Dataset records
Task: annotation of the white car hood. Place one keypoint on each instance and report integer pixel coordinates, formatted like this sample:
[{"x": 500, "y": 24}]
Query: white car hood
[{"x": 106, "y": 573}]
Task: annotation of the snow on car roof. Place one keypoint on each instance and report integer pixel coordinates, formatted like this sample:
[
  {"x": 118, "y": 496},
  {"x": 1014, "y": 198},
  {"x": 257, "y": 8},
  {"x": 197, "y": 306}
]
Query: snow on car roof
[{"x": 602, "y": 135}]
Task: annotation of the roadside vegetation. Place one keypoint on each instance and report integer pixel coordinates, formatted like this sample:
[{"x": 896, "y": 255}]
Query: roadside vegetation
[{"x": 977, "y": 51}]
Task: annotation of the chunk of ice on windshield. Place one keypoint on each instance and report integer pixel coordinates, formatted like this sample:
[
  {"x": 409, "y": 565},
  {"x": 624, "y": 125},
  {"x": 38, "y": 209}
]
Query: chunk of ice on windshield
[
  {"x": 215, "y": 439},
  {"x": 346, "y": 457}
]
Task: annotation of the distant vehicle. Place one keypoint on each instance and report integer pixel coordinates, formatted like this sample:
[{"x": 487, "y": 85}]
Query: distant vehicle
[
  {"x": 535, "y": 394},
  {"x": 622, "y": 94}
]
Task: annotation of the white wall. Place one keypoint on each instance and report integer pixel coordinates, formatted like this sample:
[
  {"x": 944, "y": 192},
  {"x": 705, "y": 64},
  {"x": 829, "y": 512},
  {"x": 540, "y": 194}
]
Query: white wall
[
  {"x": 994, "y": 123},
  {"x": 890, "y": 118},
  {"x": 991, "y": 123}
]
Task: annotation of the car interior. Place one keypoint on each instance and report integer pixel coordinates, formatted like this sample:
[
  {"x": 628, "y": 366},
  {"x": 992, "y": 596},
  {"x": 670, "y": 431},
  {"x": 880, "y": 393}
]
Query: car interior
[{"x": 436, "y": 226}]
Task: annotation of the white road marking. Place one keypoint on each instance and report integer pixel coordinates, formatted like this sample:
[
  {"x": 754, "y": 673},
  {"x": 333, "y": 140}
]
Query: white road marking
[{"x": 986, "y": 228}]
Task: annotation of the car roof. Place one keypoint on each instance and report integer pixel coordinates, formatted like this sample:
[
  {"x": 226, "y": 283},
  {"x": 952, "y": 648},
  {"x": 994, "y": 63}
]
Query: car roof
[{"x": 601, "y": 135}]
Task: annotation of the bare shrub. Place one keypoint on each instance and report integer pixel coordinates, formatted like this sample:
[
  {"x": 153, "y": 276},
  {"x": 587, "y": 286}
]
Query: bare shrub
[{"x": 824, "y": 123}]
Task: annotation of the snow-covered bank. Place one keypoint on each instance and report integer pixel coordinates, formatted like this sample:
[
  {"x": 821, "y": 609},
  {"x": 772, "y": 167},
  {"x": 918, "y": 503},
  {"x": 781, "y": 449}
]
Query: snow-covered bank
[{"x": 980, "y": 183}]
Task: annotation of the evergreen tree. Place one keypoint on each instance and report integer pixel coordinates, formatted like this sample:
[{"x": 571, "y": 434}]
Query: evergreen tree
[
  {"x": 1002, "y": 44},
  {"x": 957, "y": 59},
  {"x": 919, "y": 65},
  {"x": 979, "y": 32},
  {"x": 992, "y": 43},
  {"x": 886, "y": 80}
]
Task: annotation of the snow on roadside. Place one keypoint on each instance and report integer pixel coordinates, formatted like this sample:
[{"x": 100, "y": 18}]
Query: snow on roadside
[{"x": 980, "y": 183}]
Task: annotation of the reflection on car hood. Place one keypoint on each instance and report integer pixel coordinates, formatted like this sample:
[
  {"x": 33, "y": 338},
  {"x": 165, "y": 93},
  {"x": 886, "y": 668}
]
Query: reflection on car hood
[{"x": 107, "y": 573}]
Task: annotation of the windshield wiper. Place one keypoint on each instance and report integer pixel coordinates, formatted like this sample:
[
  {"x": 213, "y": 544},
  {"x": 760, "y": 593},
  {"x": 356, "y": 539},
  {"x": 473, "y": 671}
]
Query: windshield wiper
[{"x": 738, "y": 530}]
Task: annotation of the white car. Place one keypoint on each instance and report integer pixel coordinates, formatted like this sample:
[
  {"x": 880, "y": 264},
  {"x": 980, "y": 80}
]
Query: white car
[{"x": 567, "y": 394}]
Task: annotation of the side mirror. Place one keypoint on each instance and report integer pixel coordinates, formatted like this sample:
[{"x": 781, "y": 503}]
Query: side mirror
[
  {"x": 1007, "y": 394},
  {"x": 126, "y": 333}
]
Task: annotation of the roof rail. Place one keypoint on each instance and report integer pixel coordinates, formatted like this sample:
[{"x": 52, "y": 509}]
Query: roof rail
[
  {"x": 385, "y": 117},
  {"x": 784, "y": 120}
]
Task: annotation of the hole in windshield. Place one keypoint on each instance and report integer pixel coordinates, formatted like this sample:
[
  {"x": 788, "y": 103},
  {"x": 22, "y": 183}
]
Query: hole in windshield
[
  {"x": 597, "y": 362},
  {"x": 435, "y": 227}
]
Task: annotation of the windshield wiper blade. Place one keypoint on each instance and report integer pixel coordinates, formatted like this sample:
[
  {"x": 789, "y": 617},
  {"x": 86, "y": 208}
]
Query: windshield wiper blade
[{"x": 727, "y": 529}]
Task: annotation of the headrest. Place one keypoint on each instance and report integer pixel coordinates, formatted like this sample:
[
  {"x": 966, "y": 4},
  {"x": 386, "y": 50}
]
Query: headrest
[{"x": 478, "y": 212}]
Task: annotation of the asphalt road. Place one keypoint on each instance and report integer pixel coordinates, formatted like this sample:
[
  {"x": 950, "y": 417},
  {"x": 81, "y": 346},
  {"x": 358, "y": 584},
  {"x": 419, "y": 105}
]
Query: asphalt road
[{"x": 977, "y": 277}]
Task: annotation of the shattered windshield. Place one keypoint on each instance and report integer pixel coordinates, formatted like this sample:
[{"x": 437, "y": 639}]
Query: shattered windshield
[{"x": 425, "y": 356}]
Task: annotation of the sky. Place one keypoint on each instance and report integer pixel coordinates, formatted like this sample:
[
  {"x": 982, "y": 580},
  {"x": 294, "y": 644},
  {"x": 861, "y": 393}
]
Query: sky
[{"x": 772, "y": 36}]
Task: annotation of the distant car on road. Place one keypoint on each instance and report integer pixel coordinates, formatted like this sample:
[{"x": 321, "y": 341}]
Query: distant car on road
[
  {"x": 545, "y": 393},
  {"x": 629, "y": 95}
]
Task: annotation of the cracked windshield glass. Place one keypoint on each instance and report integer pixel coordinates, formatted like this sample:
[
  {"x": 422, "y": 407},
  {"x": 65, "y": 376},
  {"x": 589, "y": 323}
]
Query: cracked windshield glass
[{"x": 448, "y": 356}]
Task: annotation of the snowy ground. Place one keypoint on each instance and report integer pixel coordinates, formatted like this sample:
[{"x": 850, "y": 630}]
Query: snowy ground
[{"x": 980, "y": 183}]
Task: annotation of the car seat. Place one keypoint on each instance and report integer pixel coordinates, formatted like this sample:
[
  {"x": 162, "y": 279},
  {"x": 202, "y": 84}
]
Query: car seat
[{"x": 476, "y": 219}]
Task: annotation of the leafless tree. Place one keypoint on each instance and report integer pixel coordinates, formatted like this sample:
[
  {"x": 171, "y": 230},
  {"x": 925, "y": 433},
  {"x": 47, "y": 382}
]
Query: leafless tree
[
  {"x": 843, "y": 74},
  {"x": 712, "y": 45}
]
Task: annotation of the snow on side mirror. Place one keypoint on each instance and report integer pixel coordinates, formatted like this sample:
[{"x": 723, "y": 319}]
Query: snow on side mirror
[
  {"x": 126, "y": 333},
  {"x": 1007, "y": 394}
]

[Aim of the task]
This exercise needs each record retyped exactly as shown.

[Answer for this exercise]
Task: annotation of the white car hood. Place one keypoint on each instance and report integer pixel coordinates, formatted like this sample:
[{"x": 500, "y": 24}]
Query: white car hood
[{"x": 106, "y": 573}]
Task: annotation of the snow on car roof. Place one keypoint on each instance and report integer pixel coordinates, formatted like this sample:
[
  {"x": 118, "y": 496},
  {"x": 1014, "y": 198},
  {"x": 257, "y": 8},
  {"x": 197, "y": 306}
]
Query: snow on car roof
[{"x": 602, "y": 135}]
Task: annotation of the roadside vegetation. Place one keypoint on each instance and report integer pixel coordinates, formatted like this sample:
[{"x": 896, "y": 255}]
Query: roadside vegetation
[{"x": 977, "y": 51}]
Task: annotation of the chunk of ice on windshield. Place one keypoint on each instance and report integer pixel coordinates, formatted like this sample:
[
  {"x": 409, "y": 565},
  {"x": 624, "y": 125},
  {"x": 38, "y": 209}
]
Query: chunk of ice on windshield
[
  {"x": 215, "y": 439},
  {"x": 346, "y": 457}
]
Task: annotation of the distant vehicle. Place one keypoint on each instance and report integer pixel coordinates, formatted like this sample:
[{"x": 487, "y": 85}]
Query: distant vehicle
[
  {"x": 535, "y": 394},
  {"x": 622, "y": 94}
]
Task: annotation of the white wall. Place one keypoint on each instance and report integer pixel coordinates, formatted like this sample:
[
  {"x": 944, "y": 192},
  {"x": 705, "y": 64},
  {"x": 829, "y": 512},
  {"x": 540, "y": 194}
]
Query: white wall
[
  {"x": 994, "y": 123},
  {"x": 890, "y": 118},
  {"x": 991, "y": 123}
]
Task: annotation of the car interior. Place one keypoint on each instance and report integer pixel coordinates, formatted like this sample:
[
  {"x": 628, "y": 366},
  {"x": 992, "y": 596},
  {"x": 670, "y": 431},
  {"x": 880, "y": 393}
]
Query: car interior
[{"x": 436, "y": 226}]
Task: annotation of the white road marking. Place one keypoint on each instance and report integer pixel coordinates, formatted like this sample:
[
  {"x": 754, "y": 673},
  {"x": 333, "y": 140}
]
Query: white road marking
[{"x": 986, "y": 228}]
Task: annotation of the car roof. Place one keypoint on each instance and report integer pixel coordinates, formatted like this sample:
[
  {"x": 226, "y": 283},
  {"x": 952, "y": 648},
  {"x": 994, "y": 63}
]
Query: car roof
[{"x": 601, "y": 135}]
Task: annotation of the bare shrub. Place one keypoint on each instance and report integer pixel coordinates, formatted like this sample:
[
  {"x": 153, "y": 276},
  {"x": 587, "y": 286}
]
Query: bare shrub
[{"x": 824, "y": 123}]
Task: annotation of the snow-covered bank. Place one keypoint on each instance and report integer pixel coordinates, formatted like this sample:
[
  {"x": 821, "y": 609},
  {"x": 772, "y": 167},
  {"x": 918, "y": 503},
  {"x": 781, "y": 449}
]
Query: snow-covered bank
[{"x": 980, "y": 183}]
Task: annotation of the evergreen tree. Place one keypoint on each instance and report integer pixel coordinates, formatted like this sample:
[{"x": 571, "y": 434}]
Query: evergreen tree
[
  {"x": 1002, "y": 44},
  {"x": 957, "y": 59},
  {"x": 919, "y": 65},
  {"x": 979, "y": 32},
  {"x": 992, "y": 43},
  {"x": 886, "y": 80}
]
Task: annotation of the snow on roadside. Place one keypoint on each instance and report integer pixel coordinates, formatted like this sample:
[{"x": 100, "y": 18}]
Query: snow on roadside
[{"x": 980, "y": 183}]
Task: annotation of the reflection on car hood. Place one keypoint on each instance and report integer pixel coordinates, formatted like this sample:
[
  {"x": 33, "y": 338},
  {"x": 165, "y": 93},
  {"x": 886, "y": 668}
]
Query: reflection on car hood
[{"x": 107, "y": 573}]
Task: annotation of the windshield wiper. Place one keypoint on each instance and report integer pixel coordinates, formatted like this sample:
[
  {"x": 213, "y": 544},
  {"x": 760, "y": 593},
  {"x": 356, "y": 539},
  {"x": 473, "y": 671}
]
Query: windshield wiper
[{"x": 738, "y": 530}]
Task: annotation of the white car. Place one keypoint on each instance and report integer pixel coordinates, formatted like this sample:
[
  {"x": 880, "y": 264},
  {"x": 980, "y": 80}
]
Query: white car
[{"x": 567, "y": 394}]
Task: annotation of the side mirror. Place one keypoint on each instance and report integer pixel coordinates, formatted like this sample:
[{"x": 781, "y": 503}]
Query: side mirror
[
  {"x": 1007, "y": 394},
  {"x": 126, "y": 333}
]
Task: annotation of the roof rail. Place one keypoint on each instance and report integer pixel coordinates, formatted like this sample:
[{"x": 52, "y": 509}]
Query: roof rail
[
  {"x": 385, "y": 117},
  {"x": 784, "y": 120}
]
Task: annotation of the hole in windshield. Place one keypoint on each instance and report integer pixel coordinates, formatted like this sample:
[
  {"x": 788, "y": 103},
  {"x": 22, "y": 183}
]
Query: hole in windshield
[
  {"x": 597, "y": 362},
  {"x": 435, "y": 227}
]
Task: annotation of the windshield wiper blade. Place one keypoint on each instance and report integer pixel coordinates, formatted like this sample:
[
  {"x": 789, "y": 617},
  {"x": 86, "y": 208}
]
Query: windshield wiper blade
[{"x": 727, "y": 529}]
Task: annotation of the headrest. Place one keypoint on each instance and report integer pixel coordinates, formatted like this sample:
[
  {"x": 966, "y": 4},
  {"x": 386, "y": 50}
]
Query: headrest
[{"x": 478, "y": 212}]
Task: annotation of the asphalt road. Place one keypoint on each instance and report integer pixel coordinates, formatted like this sample:
[
  {"x": 950, "y": 417},
  {"x": 81, "y": 346},
  {"x": 358, "y": 584},
  {"x": 419, "y": 105}
]
Query: asphalt road
[{"x": 977, "y": 277}]
Task: annotation of the shattered windshield. Place one keypoint on each instance and report integer pixel coordinates, formatted like this sample:
[{"x": 437, "y": 639}]
Query: shattered windshield
[{"x": 425, "y": 356}]
Task: annotation of the sky. Place one keypoint on each instance and report integer pixel coordinates, formatted like this sample:
[
  {"x": 982, "y": 580},
  {"x": 294, "y": 644},
  {"x": 861, "y": 393}
]
Query: sky
[{"x": 772, "y": 36}]
Task: annotation of the distant car on road. Place one keypoint on each instance and report integer pixel coordinates, formatted like this sample:
[{"x": 321, "y": 341}]
Query: distant car on road
[
  {"x": 545, "y": 393},
  {"x": 629, "y": 95}
]
Task: annotation of the cracked windshield glass. Place one keypoint on each instance and report integer pixel coordinates, formatted like this sample:
[
  {"x": 422, "y": 407},
  {"x": 65, "y": 376},
  {"x": 589, "y": 323}
]
Query: cracked windshield glass
[{"x": 448, "y": 356}]
Task: annotation of the snowy ground. Place one keypoint on each instance and report integer pixel coordinates, formatted like this sample:
[{"x": 850, "y": 630}]
Query: snowy ground
[{"x": 980, "y": 183}]
Task: annotation of the car seat. Place one keypoint on each instance and report integer pixel coordinates, formatted like this sample:
[
  {"x": 162, "y": 279},
  {"x": 202, "y": 84}
]
Query: car seat
[{"x": 476, "y": 219}]
Task: annotation of the leafless tree. Place one keypoint on each instance and report integer pixel coordinates, formatted like this sample:
[
  {"x": 171, "y": 230},
  {"x": 925, "y": 433},
  {"x": 47, "y": 382}
]
Query: leafless tree
[
  {"x": 843, "y": 74},
  {"x": 712, "y": 45}
]
Task: annotation of the snow on side mirror. Place one keypoint on each instance and report integer pixel coordinates, formatted like this sample:
[{"x": 723, "y": 319}]
Query: snow on side mirror
[
  {"x": 126, "y": 333},
  {"x": 1007, "y": 394}
]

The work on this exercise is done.